_SHORT TASK:_
Can you rewrite the material, beginning at the line that has "Detect white ceramic" and stopping after the line that has "210;555;1065;720", keeping every line as it is except that each answered bounding box has 148 added to all four of its coordinates?

_MATERIAL FOR THIS TASK:_
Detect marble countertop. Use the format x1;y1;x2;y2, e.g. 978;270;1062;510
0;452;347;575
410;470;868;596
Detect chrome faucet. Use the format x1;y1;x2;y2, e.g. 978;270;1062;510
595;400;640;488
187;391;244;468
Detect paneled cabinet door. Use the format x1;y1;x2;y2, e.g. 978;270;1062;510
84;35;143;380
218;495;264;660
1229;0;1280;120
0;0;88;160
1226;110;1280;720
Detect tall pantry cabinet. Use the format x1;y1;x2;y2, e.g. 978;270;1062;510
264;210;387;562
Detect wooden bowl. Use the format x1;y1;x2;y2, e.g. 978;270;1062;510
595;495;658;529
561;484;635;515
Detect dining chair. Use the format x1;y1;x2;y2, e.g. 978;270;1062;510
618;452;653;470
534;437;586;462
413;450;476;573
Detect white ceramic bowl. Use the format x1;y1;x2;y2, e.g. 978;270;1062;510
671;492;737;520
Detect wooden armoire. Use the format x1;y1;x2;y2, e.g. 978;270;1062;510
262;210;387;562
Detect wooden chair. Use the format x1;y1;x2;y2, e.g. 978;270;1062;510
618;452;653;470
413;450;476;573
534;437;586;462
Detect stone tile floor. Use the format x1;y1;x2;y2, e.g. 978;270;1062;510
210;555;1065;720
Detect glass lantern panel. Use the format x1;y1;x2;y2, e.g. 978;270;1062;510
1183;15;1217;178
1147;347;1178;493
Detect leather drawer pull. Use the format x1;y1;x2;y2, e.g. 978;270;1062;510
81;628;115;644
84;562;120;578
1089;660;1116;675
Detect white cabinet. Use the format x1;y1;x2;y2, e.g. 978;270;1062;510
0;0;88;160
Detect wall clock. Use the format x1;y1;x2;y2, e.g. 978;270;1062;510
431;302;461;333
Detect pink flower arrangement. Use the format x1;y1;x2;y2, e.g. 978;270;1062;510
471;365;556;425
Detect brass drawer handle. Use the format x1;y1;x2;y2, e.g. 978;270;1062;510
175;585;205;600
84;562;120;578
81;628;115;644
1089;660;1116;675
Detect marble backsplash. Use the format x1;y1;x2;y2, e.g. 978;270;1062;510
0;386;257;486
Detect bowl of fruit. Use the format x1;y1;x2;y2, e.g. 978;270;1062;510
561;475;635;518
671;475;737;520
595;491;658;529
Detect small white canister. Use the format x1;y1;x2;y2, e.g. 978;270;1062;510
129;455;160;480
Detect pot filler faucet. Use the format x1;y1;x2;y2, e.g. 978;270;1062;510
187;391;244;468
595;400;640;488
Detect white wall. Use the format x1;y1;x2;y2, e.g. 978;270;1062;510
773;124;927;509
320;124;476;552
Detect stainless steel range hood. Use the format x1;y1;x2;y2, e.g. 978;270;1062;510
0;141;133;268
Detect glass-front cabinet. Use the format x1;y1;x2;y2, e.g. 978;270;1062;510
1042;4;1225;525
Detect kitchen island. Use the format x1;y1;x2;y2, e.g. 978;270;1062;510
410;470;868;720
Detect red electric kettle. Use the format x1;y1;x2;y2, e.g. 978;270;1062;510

_WRITTEN RESPONSE:_
Detect white ceramic bowl. Use the format x1;y1;x2;y2, e.g. 978;270;1062;510
819;640;885;668
Detect wooden armoire. Use the format x1;y1;x2;y2, e.g. 978;270;1062;510
410;358;535;710
Detect wooden chair. Use the format x1;y1;x2;y2, e.g. 978;270;1062;510
766;600;801;618
561;598;624;721
682;585;734;610
Detect stone tile floor. Use the format x1;y1;x2;y2, e.g. 978;270;1062;510
358;703;1213;868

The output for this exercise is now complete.